Text segment —
>>

Offered $15,000 by the Toronto Telegram newspaper to swim the English Channel, Bell made the crossing in 14 hours, 36 minutes on July 31, 1955. Her crossing started at Cap Gris-Nez and ended at Abbotscliff, between Dover and Folkestone. At 17 years of age, she was the youngest swimmer to succeed in the crossing. She was guided by her coach Gus Ryder and John (Pop) Boswell. She did not beat the existing record for the crossing, hitting a strong current which took her past Dover Harbour. Bell returned to Toronto for a ticker tape parade along Bay Street to City Hall, attended by a crowd of 100,000 on August 19.

On August 23, 1956, she swam the Strait of Juan de Fuca off the Pacific coast, swimming from Port Angeles, Washington, to Victoria, British Columbia. It was her second attempt, after giving up after eight kilometres on her first attempt. A cairn by Dallas Road Waterfront Trail, below Beacon Hill Park in Victoria, overlooks the bay where she completed her swim.

==Awards and recognition==
In 1954, Bell was named the Canadian Newsmaker of the Year by The Canadian Press, awarded the Lou Marsh Trophy as Canada's athlete of the year and awarded the Bobbie Rosenfeld Award as Canadian female athlete of the year. Bell was inducted into Canada's Sports Hall of Fame in 1958. In 1993 she entered the Canadian Swimming Hall of Fame and was named one of Canada's top athletes of the century. She was inducted into the Ontario Sports Hall of Fame in 1997. In 2003, Bell (now Marilyn Bell Di Lascio) was presented with the Order of Ontario.

The National Historic Sites and Monuments Board designated Bell's crossing of the lake a National Historic Event in 2005, and a federal plaque was erected in 2008 near the site of her landfall. Another plaque is mounted on the base of a statue of a lion along Lake Shore Boulevard by the CNE Ontario Government Building. A plaque commemorating her Strait of Juan de Fuca achievement is placed at her landing site in Beacon Hill Park.

Parkland near the location where Bell arrived is now named Marilyn Bell Park. In 2009, the Lakeshore Swimming Club of Toronto held the first annual Marilyn Bell Swim Classic, a meet sanctioned by Swim Ontario. In 2010, a ferry boat to serve the Toronto Island Airport was named the Marilyn Bell 1. The name was chosen as the top name in a contest held by the Toronto Port Authority.

The story of Bell's historic swim was told in the 2001 made-for-TV film Heart: The Marilyn Bell Story with Caroline Dhavernas portraying Marilyn Bell.

An experimental 16 mm film by Brenda Longfellow, Our Marilyn, was made in 1987, and was purchased by the National Gallery of Canada in 1990.

<<

Rewrite the Marilyn Bell text from "Parkland near the" up to and including "portraying Marilyn Bell.", calling "ferry boat" by the name "passenger vessel" instead. The records have nothing to do with this.

Data provided —
>>

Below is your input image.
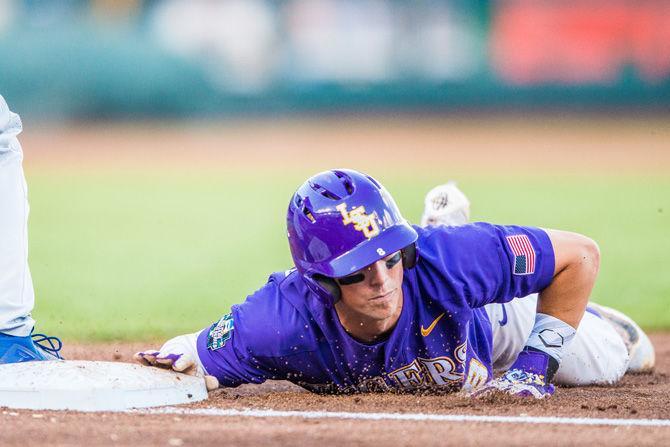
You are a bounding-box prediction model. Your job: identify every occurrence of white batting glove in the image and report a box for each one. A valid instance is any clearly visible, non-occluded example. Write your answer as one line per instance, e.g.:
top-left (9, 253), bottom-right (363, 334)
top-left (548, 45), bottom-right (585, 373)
top-left (133, 332), bottom-right (219, 391)
top-left (421, 181), bottom-right (470, 227)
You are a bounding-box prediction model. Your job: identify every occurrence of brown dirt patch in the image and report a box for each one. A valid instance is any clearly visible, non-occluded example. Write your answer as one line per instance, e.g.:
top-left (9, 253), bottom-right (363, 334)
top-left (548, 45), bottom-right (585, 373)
top-left (21, 115), bottom-right (670, 175)
top-left (0, 333), bottom-right (670, 446)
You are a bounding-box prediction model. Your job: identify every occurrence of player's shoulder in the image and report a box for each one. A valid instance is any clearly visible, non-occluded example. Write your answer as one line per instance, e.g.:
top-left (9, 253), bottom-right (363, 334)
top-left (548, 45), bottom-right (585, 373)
top-left (414, 222), bottom-right (500, 253)
top-left (232, 270), bottom-right (318, 357)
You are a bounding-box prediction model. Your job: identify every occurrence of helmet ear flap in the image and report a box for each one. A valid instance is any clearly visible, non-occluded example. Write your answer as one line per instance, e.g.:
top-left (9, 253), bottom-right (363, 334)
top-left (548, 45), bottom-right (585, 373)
top-left (400, 243), bottom-right (419, 269)
top-left (312, 273), bottom-right (342, 304)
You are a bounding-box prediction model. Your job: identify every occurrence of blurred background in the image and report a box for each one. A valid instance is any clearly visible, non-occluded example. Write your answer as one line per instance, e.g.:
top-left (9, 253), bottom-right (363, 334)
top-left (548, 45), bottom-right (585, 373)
top-left (0, 0), bottom-right (670, 340)
top-left (0, 0), bottom-right (670, 120)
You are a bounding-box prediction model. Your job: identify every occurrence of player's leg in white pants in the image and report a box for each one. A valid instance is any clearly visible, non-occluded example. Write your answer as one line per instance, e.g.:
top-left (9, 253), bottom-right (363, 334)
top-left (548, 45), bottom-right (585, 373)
top-left (485, 294), bottom-right (629, 385)
top-left (0, 96), bottom-right (35, 337)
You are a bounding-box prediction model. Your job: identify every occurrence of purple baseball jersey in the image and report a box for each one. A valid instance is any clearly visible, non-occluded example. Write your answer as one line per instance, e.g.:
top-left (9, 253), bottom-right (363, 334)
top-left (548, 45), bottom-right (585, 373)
top-left (198, 223), bottom-right (554, 393)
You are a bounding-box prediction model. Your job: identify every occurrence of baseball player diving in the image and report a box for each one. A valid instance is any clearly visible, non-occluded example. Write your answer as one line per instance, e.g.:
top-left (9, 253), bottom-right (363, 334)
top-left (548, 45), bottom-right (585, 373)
top-left (135, 169), bottom-right (654, 399)
top-left (0, 96), bottom-right (654, 398)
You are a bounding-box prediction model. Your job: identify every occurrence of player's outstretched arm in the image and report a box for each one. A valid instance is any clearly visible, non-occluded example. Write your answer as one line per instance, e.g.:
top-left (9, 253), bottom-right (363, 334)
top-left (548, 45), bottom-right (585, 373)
top-left (537, 230), bottom-right (600, 329)
top-left (474, 230), bottom-right (600, 399)
top-left (133, 332), bottom-right (219, 391)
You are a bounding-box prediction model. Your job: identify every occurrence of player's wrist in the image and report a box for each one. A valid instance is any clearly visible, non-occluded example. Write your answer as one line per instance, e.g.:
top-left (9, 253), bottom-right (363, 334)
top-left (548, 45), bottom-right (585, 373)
top-left (526, 312), bottom-right (577, 363)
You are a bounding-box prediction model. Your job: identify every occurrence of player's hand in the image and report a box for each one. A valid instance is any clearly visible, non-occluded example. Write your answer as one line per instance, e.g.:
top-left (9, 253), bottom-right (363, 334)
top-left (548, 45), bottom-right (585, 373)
top-left (133, 332), bottom-right (219, 391)
top-left (470, 350), bottom-right (554, 399)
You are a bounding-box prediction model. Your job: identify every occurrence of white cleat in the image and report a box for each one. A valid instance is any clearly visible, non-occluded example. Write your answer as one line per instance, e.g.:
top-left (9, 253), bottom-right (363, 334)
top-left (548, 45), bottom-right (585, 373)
top-left (589, 303), bottom-right (656, 373)
top-left (421, 181), bottom-right (470, 227)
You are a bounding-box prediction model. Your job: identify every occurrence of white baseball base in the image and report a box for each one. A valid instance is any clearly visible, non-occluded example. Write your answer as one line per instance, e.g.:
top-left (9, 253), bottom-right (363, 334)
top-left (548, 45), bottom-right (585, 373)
top-left (0, 360), bottom-right (207, 411)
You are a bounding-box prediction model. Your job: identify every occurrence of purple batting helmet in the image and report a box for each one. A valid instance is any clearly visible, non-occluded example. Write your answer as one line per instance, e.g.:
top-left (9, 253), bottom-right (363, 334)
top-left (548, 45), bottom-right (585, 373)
top-left (286, 169), bottom-right (418, 305)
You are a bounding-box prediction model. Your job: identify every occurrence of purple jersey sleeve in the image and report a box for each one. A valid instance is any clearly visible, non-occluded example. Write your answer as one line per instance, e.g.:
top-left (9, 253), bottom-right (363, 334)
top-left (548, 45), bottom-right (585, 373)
top-left (197, 273), bottom-right (315, 387)
top-left (419, 223), bottom-right (555, 308)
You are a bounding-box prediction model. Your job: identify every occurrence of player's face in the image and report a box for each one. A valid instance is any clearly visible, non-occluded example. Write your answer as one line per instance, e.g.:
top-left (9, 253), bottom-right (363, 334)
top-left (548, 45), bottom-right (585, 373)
top-left (337, 251), bottom-right (403, 324)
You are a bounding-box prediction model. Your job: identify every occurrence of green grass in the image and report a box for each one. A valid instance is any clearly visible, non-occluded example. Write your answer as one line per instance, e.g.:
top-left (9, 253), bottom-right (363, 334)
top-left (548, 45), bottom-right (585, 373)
top-left (28, 170), bottom-right (670, 340)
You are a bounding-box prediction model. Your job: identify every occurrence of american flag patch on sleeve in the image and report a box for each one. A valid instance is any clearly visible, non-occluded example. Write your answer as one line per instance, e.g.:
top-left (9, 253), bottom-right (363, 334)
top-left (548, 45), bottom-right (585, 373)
top-left (507, 234), bottom-right (535, 275)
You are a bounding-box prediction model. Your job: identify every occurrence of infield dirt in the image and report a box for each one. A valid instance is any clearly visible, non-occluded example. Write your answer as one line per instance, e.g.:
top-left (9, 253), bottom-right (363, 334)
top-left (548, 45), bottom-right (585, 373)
top-left (0, 333), bottom-right (670, 447)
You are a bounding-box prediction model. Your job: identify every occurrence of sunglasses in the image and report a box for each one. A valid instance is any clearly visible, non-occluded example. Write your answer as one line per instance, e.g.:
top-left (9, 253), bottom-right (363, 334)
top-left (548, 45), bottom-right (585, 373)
top-left (336, 252), bottom-right (402, 286)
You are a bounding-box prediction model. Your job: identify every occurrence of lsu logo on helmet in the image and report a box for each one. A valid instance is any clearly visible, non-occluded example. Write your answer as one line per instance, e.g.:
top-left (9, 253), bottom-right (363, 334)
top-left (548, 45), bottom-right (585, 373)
top-left (335, 203), bottom-right (379, 239)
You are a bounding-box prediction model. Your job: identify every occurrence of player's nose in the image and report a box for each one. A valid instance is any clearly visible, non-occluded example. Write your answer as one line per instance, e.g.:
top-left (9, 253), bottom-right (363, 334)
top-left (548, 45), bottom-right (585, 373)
top-left (365, 259), bottom-right (389, 287)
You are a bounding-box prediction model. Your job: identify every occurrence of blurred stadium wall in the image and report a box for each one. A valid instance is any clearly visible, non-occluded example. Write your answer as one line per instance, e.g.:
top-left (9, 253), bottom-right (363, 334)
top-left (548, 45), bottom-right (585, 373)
top-left (0, 0), bottom-right (670, 119)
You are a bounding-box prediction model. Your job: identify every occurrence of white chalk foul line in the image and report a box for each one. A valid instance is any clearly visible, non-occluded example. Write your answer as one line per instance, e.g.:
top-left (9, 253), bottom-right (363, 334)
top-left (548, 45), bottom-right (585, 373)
top-left (132, 407), bottom-right (670, 427)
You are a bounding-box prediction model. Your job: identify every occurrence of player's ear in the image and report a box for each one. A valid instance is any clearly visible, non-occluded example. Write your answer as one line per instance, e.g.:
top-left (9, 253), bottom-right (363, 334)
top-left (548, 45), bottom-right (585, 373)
top-left (312, 274), bottom-right (342, 304)
top-left (400, 243), bottom-right (419, 269)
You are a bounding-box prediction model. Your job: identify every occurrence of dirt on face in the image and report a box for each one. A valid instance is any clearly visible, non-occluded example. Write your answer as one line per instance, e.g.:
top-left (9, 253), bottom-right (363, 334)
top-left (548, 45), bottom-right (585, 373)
top-left (0, 333), bottom-right (670, 447)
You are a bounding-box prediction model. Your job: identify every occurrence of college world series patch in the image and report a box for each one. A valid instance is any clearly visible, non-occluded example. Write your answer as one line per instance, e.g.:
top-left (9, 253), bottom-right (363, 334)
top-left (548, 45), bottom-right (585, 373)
top-left (507, 234), bottom-right (535, 275)
top-left (207, 313), bottom-right (235, 351)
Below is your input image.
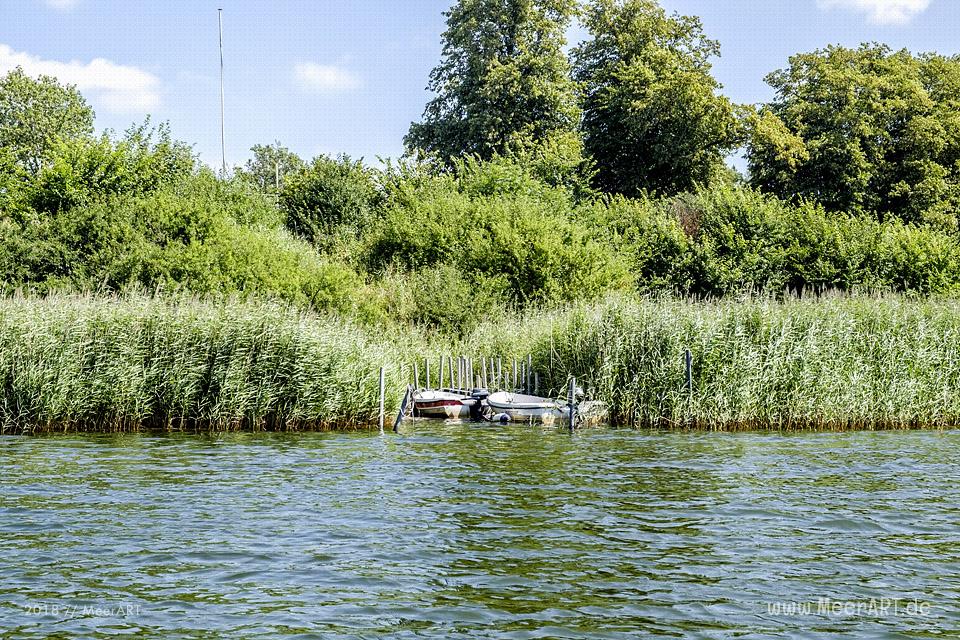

<<

Task result —
Parkland near the location where Bell arrived is now named Marilyn Bell Park. In 2009, the Lakeshore Swimming Club of Toronto held the first annual Marilyn Bell Swim Classic, a meet sanctioned by Swim Ontario. In 2010, a passenger vessel to serve the Toronto Island Airport was named the Marilyn Bell 1. The name was chosen as the top name in a contest held by the Toronto Port Authority.

The story of Bell's historic swim was told in the 2001 made-for-TV film Heart: The Marilyn Bell Story with Caroline Dhavernas portraying Marilyn Bell.